Goal of the exercise: Reproduce every entry below precisely; do not include the pictures.

--------------------------------------------------

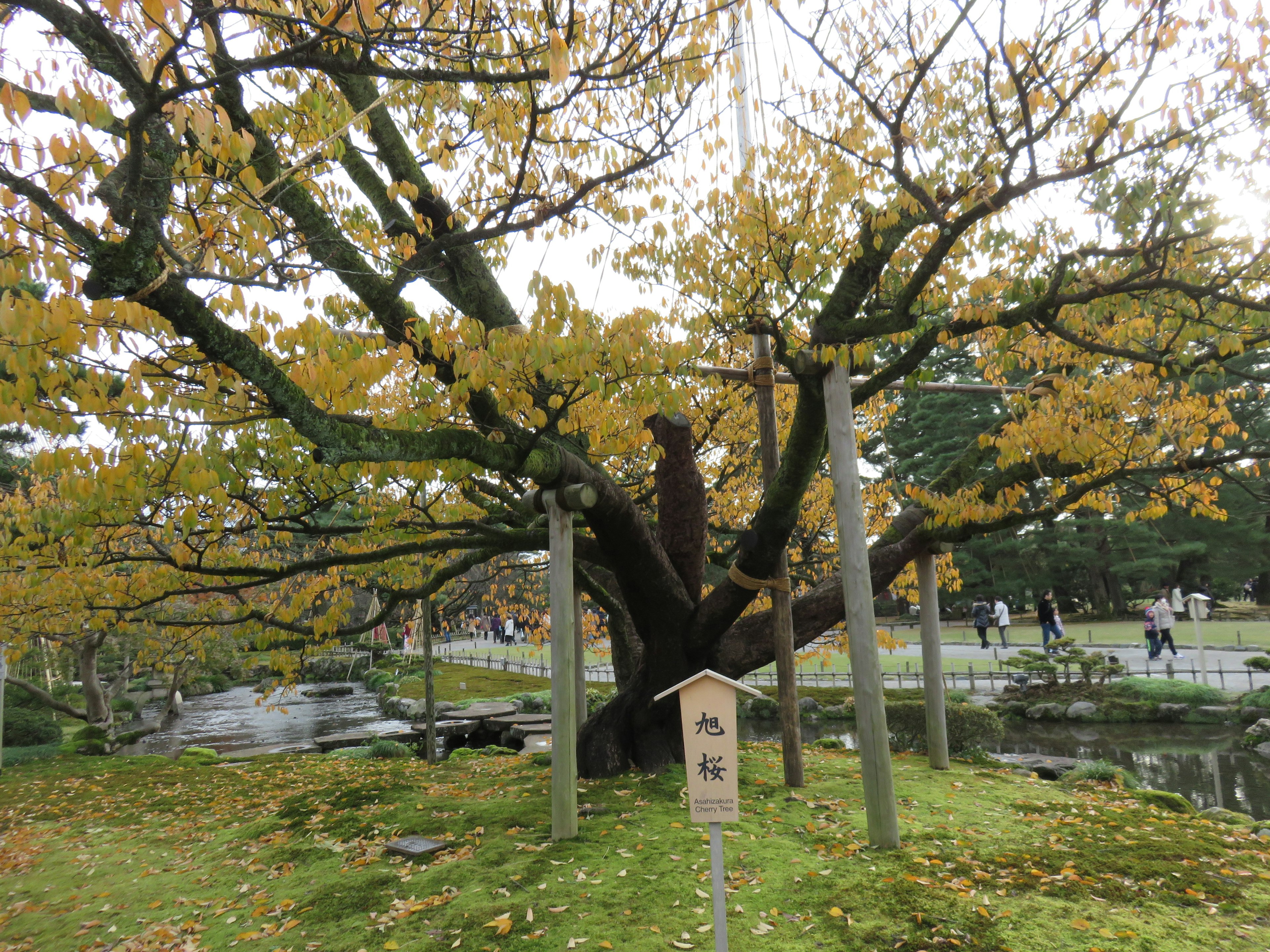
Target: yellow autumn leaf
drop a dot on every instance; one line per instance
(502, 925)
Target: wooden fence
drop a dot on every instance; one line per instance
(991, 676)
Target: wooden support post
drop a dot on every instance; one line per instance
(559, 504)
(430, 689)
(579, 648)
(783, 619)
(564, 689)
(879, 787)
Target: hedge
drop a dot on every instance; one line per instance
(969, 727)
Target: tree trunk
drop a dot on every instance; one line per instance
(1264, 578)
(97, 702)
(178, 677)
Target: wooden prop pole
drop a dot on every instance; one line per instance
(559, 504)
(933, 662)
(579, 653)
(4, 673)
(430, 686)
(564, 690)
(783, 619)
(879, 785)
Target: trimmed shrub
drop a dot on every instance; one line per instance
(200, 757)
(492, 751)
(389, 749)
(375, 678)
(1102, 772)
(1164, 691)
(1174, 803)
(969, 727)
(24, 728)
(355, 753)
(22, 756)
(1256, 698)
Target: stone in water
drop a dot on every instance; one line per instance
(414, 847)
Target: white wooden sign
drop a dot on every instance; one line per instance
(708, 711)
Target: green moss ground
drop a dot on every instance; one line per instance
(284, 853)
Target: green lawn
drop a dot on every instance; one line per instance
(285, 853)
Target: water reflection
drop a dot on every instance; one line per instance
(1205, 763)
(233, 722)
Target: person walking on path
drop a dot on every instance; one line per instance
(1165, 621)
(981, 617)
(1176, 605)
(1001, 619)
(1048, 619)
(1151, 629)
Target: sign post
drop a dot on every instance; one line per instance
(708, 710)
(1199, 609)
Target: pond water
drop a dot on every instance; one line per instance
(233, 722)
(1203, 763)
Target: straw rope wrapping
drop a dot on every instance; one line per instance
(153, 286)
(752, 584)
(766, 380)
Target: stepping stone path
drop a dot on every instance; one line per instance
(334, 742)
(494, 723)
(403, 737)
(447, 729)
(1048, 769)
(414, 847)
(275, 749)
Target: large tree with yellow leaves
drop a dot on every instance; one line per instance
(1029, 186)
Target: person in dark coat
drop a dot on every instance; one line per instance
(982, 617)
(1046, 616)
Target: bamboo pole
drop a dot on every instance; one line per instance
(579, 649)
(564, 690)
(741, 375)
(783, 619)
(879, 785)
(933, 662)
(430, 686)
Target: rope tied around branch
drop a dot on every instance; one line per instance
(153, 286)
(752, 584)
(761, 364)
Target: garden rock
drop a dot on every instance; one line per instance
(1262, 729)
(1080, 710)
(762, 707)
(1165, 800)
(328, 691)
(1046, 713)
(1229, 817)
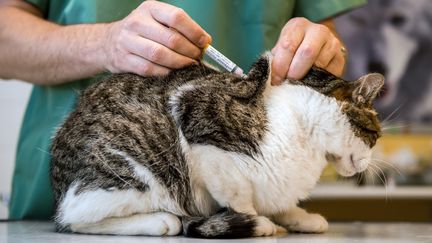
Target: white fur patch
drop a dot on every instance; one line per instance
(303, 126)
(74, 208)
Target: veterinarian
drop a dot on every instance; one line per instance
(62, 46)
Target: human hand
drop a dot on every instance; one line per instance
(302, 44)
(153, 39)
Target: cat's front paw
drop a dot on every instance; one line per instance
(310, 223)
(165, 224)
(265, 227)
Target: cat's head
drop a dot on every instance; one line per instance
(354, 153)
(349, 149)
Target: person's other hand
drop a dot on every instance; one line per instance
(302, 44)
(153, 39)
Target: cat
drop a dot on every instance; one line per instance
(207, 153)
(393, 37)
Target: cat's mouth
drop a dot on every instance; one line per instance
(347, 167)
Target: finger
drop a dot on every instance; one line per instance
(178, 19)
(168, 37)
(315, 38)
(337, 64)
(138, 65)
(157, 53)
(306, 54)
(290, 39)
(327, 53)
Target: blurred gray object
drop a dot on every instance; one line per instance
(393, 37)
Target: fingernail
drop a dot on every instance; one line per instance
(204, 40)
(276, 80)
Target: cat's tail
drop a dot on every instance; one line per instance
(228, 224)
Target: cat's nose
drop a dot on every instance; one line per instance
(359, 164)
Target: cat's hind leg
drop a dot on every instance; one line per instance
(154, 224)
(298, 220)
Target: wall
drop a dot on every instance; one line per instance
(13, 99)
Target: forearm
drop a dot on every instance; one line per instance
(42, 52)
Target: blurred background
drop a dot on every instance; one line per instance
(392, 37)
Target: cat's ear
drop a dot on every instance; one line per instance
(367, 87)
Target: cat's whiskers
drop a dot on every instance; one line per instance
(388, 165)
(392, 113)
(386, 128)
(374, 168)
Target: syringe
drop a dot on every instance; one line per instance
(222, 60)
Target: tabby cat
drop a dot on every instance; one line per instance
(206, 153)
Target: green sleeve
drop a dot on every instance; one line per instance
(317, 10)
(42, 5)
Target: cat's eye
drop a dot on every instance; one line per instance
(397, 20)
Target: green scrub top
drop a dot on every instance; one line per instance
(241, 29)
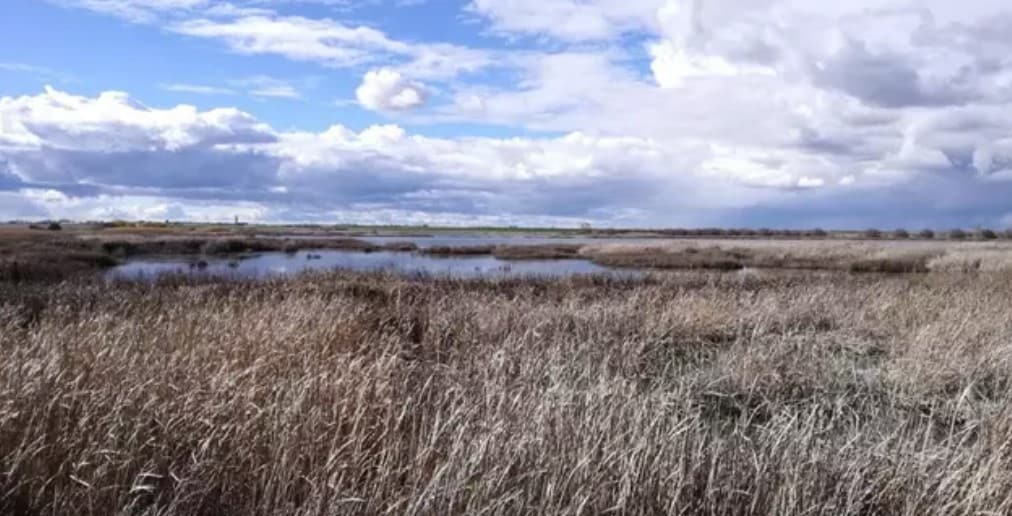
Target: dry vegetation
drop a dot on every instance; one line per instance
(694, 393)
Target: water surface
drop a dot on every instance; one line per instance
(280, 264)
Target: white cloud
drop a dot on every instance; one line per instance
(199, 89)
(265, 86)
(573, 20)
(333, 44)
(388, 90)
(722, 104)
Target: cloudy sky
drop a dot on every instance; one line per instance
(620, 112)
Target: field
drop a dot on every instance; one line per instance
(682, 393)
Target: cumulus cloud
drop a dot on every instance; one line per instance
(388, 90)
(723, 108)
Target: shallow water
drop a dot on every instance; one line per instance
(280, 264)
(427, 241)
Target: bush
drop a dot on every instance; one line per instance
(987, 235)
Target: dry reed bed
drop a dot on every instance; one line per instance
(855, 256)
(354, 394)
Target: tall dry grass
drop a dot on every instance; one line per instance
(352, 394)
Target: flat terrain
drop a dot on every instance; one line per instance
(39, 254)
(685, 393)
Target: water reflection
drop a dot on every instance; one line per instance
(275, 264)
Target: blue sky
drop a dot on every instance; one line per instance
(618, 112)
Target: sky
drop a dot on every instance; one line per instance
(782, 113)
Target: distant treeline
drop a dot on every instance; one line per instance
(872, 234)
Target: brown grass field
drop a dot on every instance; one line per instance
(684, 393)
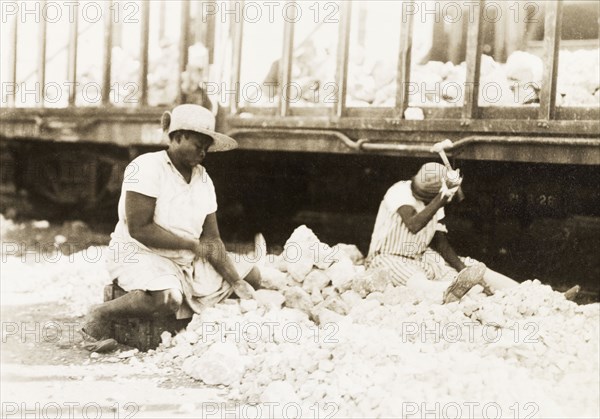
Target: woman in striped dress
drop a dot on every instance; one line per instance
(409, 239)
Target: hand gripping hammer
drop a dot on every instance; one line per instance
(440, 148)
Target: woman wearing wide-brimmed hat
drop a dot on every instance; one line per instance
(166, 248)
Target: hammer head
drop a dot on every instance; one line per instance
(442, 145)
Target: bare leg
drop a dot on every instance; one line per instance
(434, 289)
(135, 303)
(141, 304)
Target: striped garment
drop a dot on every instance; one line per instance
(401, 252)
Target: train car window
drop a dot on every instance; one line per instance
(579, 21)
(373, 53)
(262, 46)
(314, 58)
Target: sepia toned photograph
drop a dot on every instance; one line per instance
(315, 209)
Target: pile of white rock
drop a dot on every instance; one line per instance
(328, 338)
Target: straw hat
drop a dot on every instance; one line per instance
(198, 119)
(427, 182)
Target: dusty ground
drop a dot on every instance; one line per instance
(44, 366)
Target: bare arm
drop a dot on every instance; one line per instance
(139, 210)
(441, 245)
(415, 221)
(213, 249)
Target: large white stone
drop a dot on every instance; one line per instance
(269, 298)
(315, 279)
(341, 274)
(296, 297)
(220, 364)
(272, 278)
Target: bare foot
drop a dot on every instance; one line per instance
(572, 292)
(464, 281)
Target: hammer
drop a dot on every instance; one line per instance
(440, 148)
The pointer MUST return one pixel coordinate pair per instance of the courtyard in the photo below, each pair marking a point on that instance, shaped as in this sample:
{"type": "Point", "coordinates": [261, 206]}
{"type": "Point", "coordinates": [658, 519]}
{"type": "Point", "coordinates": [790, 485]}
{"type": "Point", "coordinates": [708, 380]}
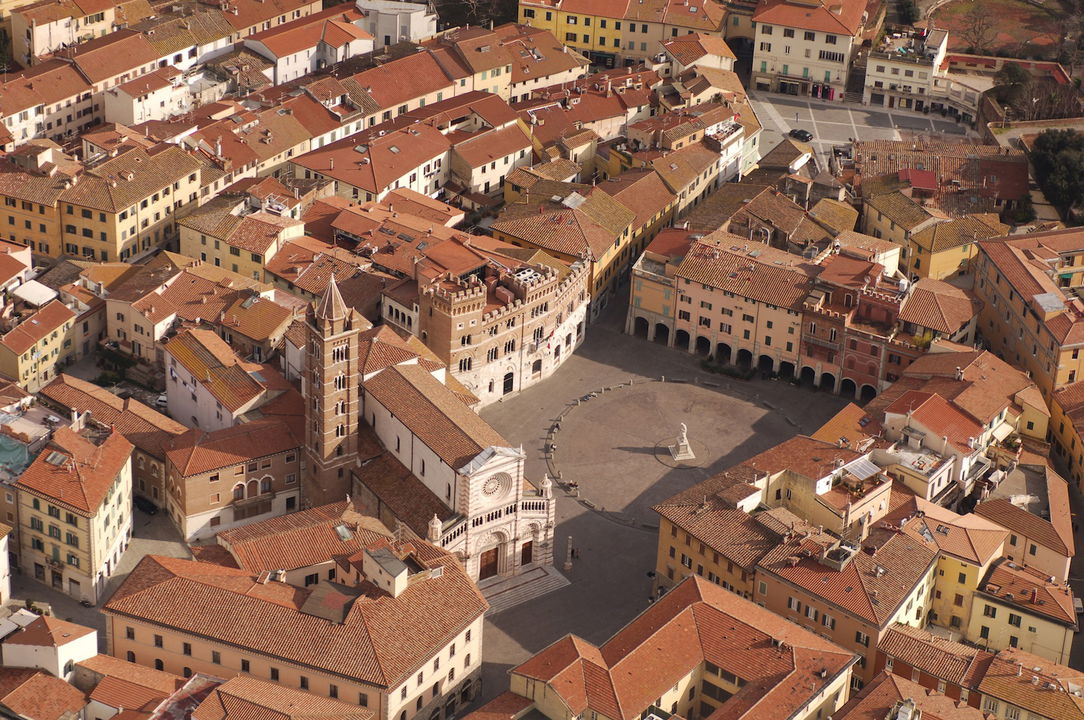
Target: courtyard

--------------------------------------------------

Written solution:
Target: yellow autumn leaf
drop a dot on every instance; one line per instance
(502, 925)
Target: wooden fence
drop a dot on every instance; one line per instance
(991, 676)
Target: wooden support post
drop a dot on every instance; one line per instance
(559, 504)
(430, 689)
(579, 648)
(783, 619)
(564, 689)
(879, 787)
Target: hedge
drop a dot on every instance; one line per instance
(969, 727)
Target: tree trunk
drop a dot on every instance; one line per instance
(1264, 578)
(97, 702)
(178, 677)
Target: wooden prop pole
drop a dot on every instance; one line per instance
(559, 504)
(933, 662)
(579, 653)
(4, 673)
(430, 686)
(564, 690)
(783, 619)
(879, 785)
Target: trimmed shrub
drop a dot on every instance; one line per instance
(200, 757)
(492, 751)
(389, 749)
(375, 678)
(1102, 772)
(1164, 691)
(1174, 803)
(969, 727)
(24, 728)
(355, 753)
(22, 756)
(1256, 698)
Target: stone in water
drop a dot on every instance; one line per instance
(414, 847)
Target: white wooden sign
drop a dot on every instance; one line per instance
(708, 711)
Target: green moss ground
drop a dot on every instance; one line per instance
(284, 853)
Target: green lawn
drop a dot on every instance; one line per instance
(285, 853)
Target: water reflection
drop a dot on every instance; one line per instance
(1205, 763)
(233, 722)
Target: person walking on path
drop a dot on every instance; one line per instance
(1165, 621)
(981, 617)
(1176, 605)
(1001, 619)
(1048, 619)
(1151, 629)
Target: sign post
drop a dot on every instance; one line per instance
(708, 710)
(1199, 609)
Target: pond water
drop a dot on every instance; one line per instance
(233, 722)
(1203, 763)
Target: straw rope wrapping
drop a dot on every instance; one line per instance
(153, 286)
(752, 584)
(766, 380)
Target: stepping stone path
drop a dot on every instance; one line per instance
(334, 742)
(494, 723)
(403, 737)
(447, 729)
(1048, 769)
(414, 847)
(275, 749)
Target: large tree with yellow leaves
drop a dot on every instance; one line per instance
(1029, 186)
Target: person in dark coat
drop a dot on every instance; one line per instance
(982, 617)
(1046, 616)
Target: bamboo pole
drop a dot on every instance; one line per instance
(579, 649)
(564, 690)
(741, 375)
(783, 619)
(879, 785)
(933, 662)
(430, 686)
Target: rope tied around branch
drop a dot on every instance; one line per instance
(153, 286)
(752, 584)
(761, 364)
Target: garden rock
drop a dot on every instance; one line per instance
(1262, 729)
(1080, 710)
(762, 707)
(1165, 800)
(328, 691)
(1046, 713)
(1229, 817)
Target: white fur patch
drop a dot on every instance; one line per instance
(303, 126)
(74, 208)
Target: veterinarian
drop a dot on every instance; one line per instance
(62, 46)
Target: human hand
drop a dot on every instance; one line per instance
(302, 44)
(153, 39)
Target: cat's front paw
drop a dot on every instance; one line per instance
(310, 223)
(165, 224)
(265, 227)
Target: cat's head
drop a dot on every instance; one line per instance
(354, 153)
(349, 149)
Target: person's other hand
drop a dot on every instance; one line per instance
(302, 44)
(153, 39)
Target: cat
drop a dot on every instance; one line per instance
(207, 153)
(393, 37)
Target: cat's mouth
drop a dot on every instance; one line per instance
(347, 167)
Target: finger
drop a dot on every instance; one line per instance
(178, 19)
(168, 37)
(315, 38)
(337, 64)
(138, 65)
(157, 53)
(306, 54)
(290, 39)
(327, 53)
Target: blurred gray object
drop a dot on every instance; one line per instance
(393, 37)
Target: fingernail
drop a dot on every instance; one line per instance
(204, 40)
(276, 80)
Target: cat's tail
drop a dot on every instance; one line per instance
(228, 224)
Target: cat's nose
drop a dot on every instance; one line per instance
(359, 164)
Target: cat's hind leg
drop a dot on every instance; one line per instance
(154, 224)
(298, 220)
Target: wall
drop a dot on every instance; one line per instance
(13, 99)
Target: forearm
drop a dot on every instance; one line per instance
(42, 52)
Target: blurred background
drop a dot on every instance; one line per instance
(392, 37)
Target: cat's ear
drop a dot on every instance; one line per instance
(367, 87)
Target: cat's whiskers
drop a dot on every instance; one line per instance
(388, 165)
(392, 113)
(386, 128)
(374, 168)
Target: syringe
drop a dot on every instance; one line per instance
(222, 60)
Target: tabby cat
drop a dot on every instance; one line per instance
(206, 153)
Target: green sleeve
drop a dot on every instance; one line per instance
(317, 10)
(42, 5)
Target: cat's eye
drop a dot on every instance; one line per instance
(397, 20)
Target: green scrub top
drop a dot on every instance; one line per instance
(241, 29)
Target: dry vegetation
drop a dot on every instance; one line per instance
(694, 393)
Target: water surface
drop a dot on every instance; one line per instance
(280, 264)
Target: white cloud
drop a dot on every instance; one line per instance
(199, 89)
(265, 86)
(573, 20)
(333, 44)
(388, 90)
(722, 104)
Target: cloudy sky
drop a dot on every instance; one line per instance
(620, 112)
Target: field
drop a dot on every instance; one line per instance
(682, 393)
Target: cumulus cloud
drop a dot on every instance; one line per instance
(388, 90)
(723, 108)
Target: shallow water
drop a dot on every instance; one line per instance
(280, 264)
(427, 241)
Target: bush
drop a dot on every instance; one line per instance
(987, 235)
Target: dry reed bed
drop a dot on every instance; one line per instance
(855, 256)
(354, 394)
Target: tall dry grass
drop a dot on every instance; one line per instance
(352, 394)
Target: flat terrain
drop a dot on every instance; one line per instance
(39, 254)
(685, 393)
Target: water reflection
drop a dot on every instance; one line per instance
(275, 264)
Target: blue sky
drop a dot on every instance; one line per instance
(618, 112)
Target: sky
drop a dot on every instance; one line per instance
(782, 113)
Target: distant treeline
drop a dot on every instance; one line per instance
(872, 234)
Target: brown grass field
drop a dot on every instance; one line per instance
(684, 393)
Target: woman in striped dress
drop a dot on every instance; one line per instance
(409, 239)
Target: hand gripping hammer
drop a dot on every instance; one line per instance
(440, 148)
Target: woman wearing wide-brimmed hat
drop a dot on every instance; one line per instance
(166, 248)
Target: hammer head
drop a dot on every instance; one line per instance
(442, 145)
Target: bare leg
drop a dot on every instance; one line per instance
(434, 289)
(135, 303)
(141, 304)
Target: striped garment
drop a dot on every instance; one line per instance
(401, 252)
Target: train car window
drop a dot on every instance; one line per instance
(579, 21)
(373, 53)
(262, 46)
(314, 58)
Target: sepia toned photograph
drop a dot on every instance; one line per instance
(315, 209)
Target: pile of white rock
drop a dot on every instance; one line per instance
(328, 338)
Target: straw hat
drop a dot on every instance; one line per instance
(198, 119)
(427, 182)
Target: dusty ground
drop a dot on every instance; one line per instance
(44, 366)
Target: bare arm
drop a dot on every instance; one line per instance
(139, 210)
(441, 245)
(415, 221)
(213, 249)
Target: large white stone
drop a dot on every instance; one line per instance
(269, 298)
(315, 279)
(341, 274)
(296, 297)
(220, 364)
(272, 278)
Target: bare foot
drop a dot on every instance; one line per instance
(572, 292)
(464, 281)
Target: hammer
drop a dot on every instance; one line per instance
(440, 148)
The pointer MUST return one pixel coordinate pair per instance of the courtyard in the photo below, each pair marking a point on that instance, shaped as in this sample:
{"type": "Point", "coordinates": [261, 206]}
{"type": "Point", "coordinates": [658, 519]}
{"type": "Point", "coordinates": [790, 485]}
{"type": "Point", "coordinates": [708, 380]}
Target: courtyard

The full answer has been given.